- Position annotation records
## BEGIN

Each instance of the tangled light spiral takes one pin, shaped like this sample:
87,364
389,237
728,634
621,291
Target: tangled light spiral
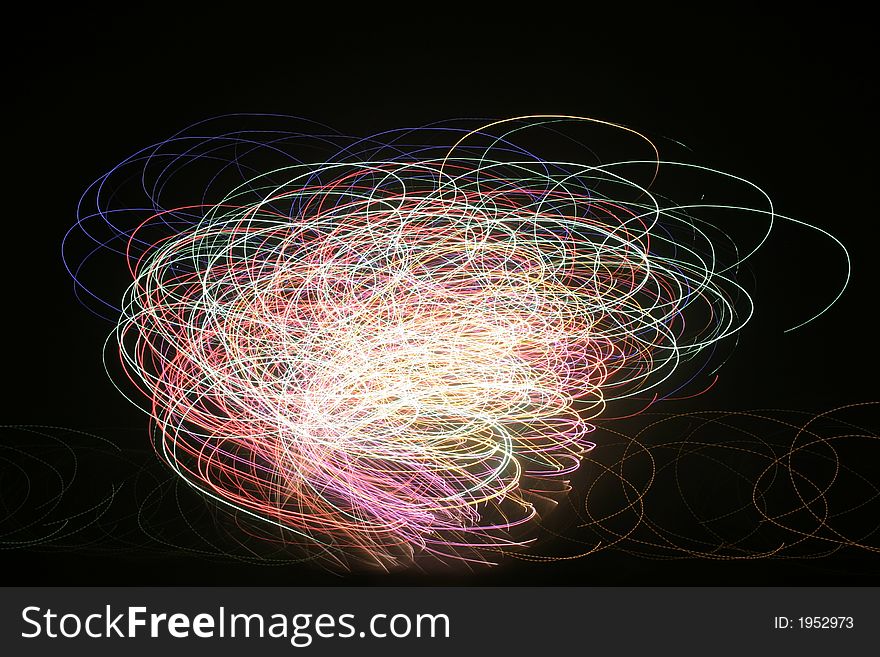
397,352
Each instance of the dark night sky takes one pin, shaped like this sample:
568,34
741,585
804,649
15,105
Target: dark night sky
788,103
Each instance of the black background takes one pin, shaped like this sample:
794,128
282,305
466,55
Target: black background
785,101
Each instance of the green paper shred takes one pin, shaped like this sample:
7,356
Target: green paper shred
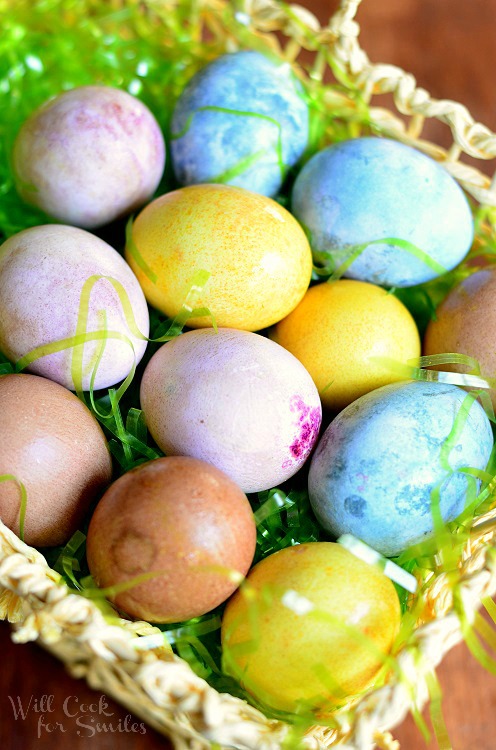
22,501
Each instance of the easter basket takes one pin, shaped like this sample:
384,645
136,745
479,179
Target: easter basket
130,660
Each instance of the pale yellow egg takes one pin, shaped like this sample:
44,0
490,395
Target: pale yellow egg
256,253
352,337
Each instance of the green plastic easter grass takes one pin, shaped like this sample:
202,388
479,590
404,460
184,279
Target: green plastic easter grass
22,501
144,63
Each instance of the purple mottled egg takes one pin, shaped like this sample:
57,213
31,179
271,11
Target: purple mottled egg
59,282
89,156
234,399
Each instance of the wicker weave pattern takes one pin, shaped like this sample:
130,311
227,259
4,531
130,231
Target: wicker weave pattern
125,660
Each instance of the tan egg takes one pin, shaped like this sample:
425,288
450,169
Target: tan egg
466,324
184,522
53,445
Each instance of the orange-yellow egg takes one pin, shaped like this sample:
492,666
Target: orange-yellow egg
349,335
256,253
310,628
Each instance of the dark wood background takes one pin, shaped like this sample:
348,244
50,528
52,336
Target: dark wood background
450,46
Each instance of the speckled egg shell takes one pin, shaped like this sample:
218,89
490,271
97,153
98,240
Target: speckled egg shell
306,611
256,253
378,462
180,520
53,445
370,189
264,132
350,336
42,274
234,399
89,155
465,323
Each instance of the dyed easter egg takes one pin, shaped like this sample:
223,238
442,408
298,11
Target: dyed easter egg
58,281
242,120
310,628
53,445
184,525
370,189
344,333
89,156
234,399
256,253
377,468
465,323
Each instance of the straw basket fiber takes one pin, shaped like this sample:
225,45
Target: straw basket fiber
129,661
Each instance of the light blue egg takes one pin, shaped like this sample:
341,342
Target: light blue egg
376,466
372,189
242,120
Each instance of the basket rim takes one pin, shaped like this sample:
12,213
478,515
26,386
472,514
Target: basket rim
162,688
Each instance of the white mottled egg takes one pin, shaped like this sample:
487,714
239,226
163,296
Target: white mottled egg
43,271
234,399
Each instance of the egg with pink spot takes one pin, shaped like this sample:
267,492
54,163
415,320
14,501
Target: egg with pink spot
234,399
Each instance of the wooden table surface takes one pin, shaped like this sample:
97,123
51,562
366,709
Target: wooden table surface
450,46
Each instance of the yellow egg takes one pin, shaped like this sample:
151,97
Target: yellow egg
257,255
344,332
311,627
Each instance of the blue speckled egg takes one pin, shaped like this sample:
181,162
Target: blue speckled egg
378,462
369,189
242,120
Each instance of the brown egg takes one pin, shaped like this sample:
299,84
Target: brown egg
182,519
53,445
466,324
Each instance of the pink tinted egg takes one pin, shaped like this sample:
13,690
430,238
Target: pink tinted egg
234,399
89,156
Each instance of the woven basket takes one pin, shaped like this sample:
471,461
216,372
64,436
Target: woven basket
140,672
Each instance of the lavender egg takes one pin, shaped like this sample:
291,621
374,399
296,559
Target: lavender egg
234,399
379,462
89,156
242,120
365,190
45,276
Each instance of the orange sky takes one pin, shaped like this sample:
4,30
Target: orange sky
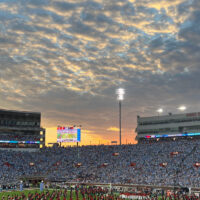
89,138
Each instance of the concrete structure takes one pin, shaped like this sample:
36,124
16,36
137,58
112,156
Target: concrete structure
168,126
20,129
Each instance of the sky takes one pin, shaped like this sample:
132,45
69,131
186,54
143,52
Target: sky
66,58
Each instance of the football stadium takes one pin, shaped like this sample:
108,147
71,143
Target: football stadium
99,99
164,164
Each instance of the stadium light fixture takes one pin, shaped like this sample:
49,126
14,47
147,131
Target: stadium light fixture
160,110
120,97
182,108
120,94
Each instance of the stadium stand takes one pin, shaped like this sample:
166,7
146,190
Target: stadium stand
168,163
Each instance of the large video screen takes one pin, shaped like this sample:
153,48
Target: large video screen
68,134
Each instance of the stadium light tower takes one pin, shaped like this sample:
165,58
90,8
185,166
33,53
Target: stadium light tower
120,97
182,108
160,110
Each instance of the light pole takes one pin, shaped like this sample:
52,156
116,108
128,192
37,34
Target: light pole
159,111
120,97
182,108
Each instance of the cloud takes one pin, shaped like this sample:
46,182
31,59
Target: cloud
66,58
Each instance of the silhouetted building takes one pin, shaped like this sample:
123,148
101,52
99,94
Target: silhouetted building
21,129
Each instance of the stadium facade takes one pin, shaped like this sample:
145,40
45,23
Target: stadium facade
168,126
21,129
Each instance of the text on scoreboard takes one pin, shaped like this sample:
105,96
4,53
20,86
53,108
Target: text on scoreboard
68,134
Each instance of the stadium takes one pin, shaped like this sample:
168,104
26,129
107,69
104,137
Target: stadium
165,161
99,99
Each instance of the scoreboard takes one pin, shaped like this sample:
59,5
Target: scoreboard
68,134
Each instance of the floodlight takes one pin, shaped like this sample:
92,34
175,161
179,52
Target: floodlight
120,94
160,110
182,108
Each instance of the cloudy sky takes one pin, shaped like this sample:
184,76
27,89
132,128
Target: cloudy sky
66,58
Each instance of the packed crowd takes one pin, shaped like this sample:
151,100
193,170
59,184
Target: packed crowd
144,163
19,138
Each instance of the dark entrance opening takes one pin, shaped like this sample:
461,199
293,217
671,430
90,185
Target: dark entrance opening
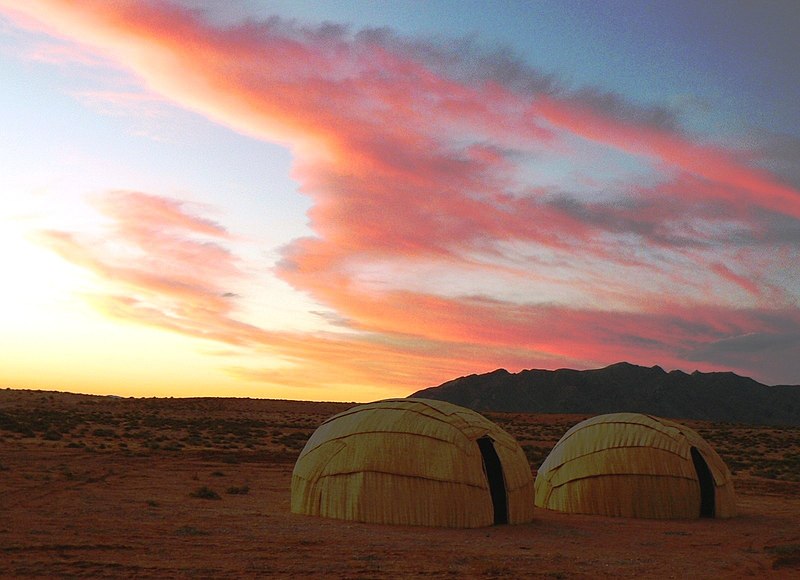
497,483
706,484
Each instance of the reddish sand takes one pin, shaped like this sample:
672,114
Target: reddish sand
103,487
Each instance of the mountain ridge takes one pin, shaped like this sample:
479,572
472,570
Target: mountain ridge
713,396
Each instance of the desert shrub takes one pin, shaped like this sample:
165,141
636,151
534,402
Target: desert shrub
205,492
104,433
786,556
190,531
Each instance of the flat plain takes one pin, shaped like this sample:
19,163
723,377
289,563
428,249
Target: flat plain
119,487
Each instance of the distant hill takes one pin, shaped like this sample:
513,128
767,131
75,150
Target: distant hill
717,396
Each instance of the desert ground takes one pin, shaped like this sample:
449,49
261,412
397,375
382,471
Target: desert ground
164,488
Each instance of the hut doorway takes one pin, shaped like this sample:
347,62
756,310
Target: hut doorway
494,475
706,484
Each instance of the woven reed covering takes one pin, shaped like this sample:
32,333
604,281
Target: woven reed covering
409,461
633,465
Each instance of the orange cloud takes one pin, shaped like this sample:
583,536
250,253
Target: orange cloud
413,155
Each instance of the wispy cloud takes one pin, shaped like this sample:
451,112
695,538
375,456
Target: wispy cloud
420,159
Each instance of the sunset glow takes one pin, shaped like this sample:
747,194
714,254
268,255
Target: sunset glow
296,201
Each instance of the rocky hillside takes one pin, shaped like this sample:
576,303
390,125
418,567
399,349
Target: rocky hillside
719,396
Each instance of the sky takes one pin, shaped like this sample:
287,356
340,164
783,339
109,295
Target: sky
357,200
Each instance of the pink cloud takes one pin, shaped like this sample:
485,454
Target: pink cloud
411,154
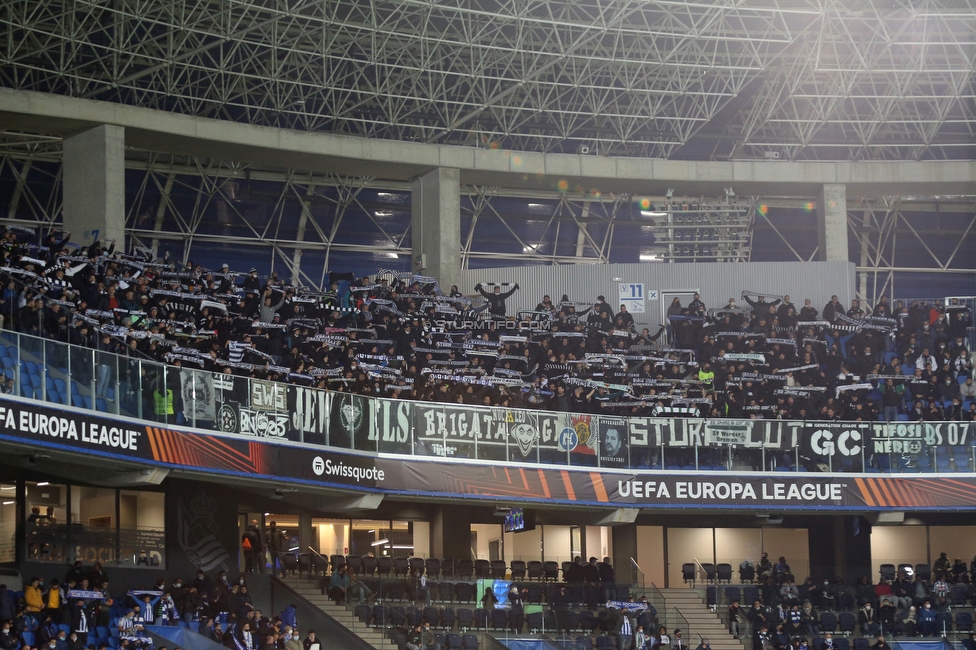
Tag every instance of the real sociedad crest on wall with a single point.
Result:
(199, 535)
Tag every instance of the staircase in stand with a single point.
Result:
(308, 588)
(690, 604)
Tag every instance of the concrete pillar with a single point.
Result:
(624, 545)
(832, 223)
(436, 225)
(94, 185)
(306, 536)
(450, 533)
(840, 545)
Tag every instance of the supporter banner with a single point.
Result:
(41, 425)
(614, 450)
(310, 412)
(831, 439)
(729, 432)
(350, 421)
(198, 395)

## END

- Given problem
Turn the data from the line with "Each instance of the orange cloud" through the end into a numbered list, one line per item, with blank lines dropped. Leave the pictures out of the list.

- Answer to the problem
1. Each instance of the orange cloud takes one pin, shaped like this sample:
2. 583,536
3. 250,253
4. Target: orange cloud
5. 413,155
6. Each instance of the wispy cloud takes one pin, shaped like this sample:
7. 451,112
8. 695,538
9. 375,456
10. Target: wispy cloud
11. 420,159
12. Each instance of the sunset glow takes one pin, shaped like this sample:
13. 747,194
14. 714,254
15. 268,255
16. Target: sunset glow
17. 296,201
18. Each instance of the rocky hillside takes one pin, shaped like this sample:
19. 576,303
20. 390,125
21. 418,567
22. 399,349
23. Target: rocky hillside
24. 719,396
25. Each instance of the sky takes one pin, shaped like this sample:
26. 287,356
27. 340,164
28. 783,339
29. 109,295
30. Target: sky
31. 357,200
32. Each instance of the pink cloud takes one pin, shaped like this sample:
33. 485,454
34. Target: pink cloud
35. 411,154
36. Tag every instance of the real sociedad crest on wall with a single point.
37. Result:
38. (199, 535)
39. Tag every instance of the staircase in stand with a single point.
40. Result:
41. (308, 588)
42. (690, 604)
43. Tag every instance of the concrete pillar with a single point.
44. Result:
45. (624, 545)
46. (832, 223)
47. (436, 225)
48. (94, 185)
49. (306, 536)
50. (450, 533)
51. (840, 545)
52. Tag every instance of the supporter banner with a single point.
53. Result:
54. (41, 425)
55. (614, 450)
56. (310, 412)
57. (831, 439)
58. (729, 432)
59. (350, 421)
60. (198, 395)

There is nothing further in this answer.